> [Extract]
In open areas of native or introduced pasturelands, dung beetles (Coleoptera: Scarabaeidae: Scarabaeinae) bury and utilize the manure deposited by animals for nesting and feeding their offspring, resulting in the cycling of soil nutrients (Slade et al. 2007; Yamada et al. 2007), improved soil fertility (Bang et al. 2005) and aeration (Mittal 1993), reduced fly parasites (Braga et al. 2012) and facilitated growth and development of plants (Nichols et al. 2008). The ecological services and benefit values (Beynon et al. 2015) performed by dung beetles is a practical and natural method of dung removal on pastures (for a review see Nichols et al. 2008), reducing the use of financial resources on the cattle health and on the conservation of pastures (e.g. Lousey and Vaughan 2006).

Many ecological studies have used dung beetles to assess the impacts of land use change on biodiversity (e.g. McGeoch et al. 2002; Nichols et al. 2007; Braga et al. 2013; Korasaki et al. 2013), mainly because dung beetles undergo changes in abundance, species richness and/or composition when subjected to environment changes (Halffter and Favilla 1993; Louzada et al. 2010; Barragán et al. 2011) of anthropogenic or natural origin. For example, the conversion of natural to introduced habitats (Halffter et al. 2007; Navarrete and Halffter 2008; Shahabuddin et al. 2010; Almeida et al. 2011), forest fragmentation and the isolation of forest remnants (Klein 1989; Halffter et al. 1992), and climate change (Larsen 2012). Additionally, they are sensitive, effective and low-cost bioindicators of environmental changes (e.g. Barlow et al. 2007).

Extracted records
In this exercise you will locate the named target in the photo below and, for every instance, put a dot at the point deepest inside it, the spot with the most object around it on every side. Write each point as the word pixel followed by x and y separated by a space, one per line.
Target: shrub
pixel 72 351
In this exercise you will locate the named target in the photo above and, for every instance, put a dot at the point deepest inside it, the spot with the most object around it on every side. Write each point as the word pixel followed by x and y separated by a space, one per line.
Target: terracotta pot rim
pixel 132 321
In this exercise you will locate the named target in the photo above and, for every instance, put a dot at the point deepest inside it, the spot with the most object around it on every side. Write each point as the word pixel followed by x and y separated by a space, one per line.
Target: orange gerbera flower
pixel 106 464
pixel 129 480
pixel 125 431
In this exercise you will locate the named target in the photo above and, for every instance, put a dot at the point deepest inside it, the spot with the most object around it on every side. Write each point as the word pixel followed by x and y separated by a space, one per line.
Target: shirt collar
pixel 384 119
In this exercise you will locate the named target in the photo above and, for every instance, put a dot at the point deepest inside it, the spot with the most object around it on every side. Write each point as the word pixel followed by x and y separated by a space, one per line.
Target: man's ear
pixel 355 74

> [What this exercise asks]
#1 In the text on dung beetles, list the properties in which the beetles change when subjected to environmental changes.
#2 Say whether each statement agrees with the text on dung beetles, and quote the deciding words: (a) Dung beetles are described as costly bioindicators of environmental change. (b) Climate change is one of the examples of change given. (c) Dung beetles bury manure for nesting and for feeding their offspring.

> [Responses]
#1
- Abundance
- Species richness
- Composition

#2
(a) No: "they are sensitive, effective and low-cost bioindicators of environmental changes"
(b) Yes: "and climate change (Larsen 2012)"
(c) Yes: "bury and utilize the manure deposited by animals for nesting and feeding their offspring"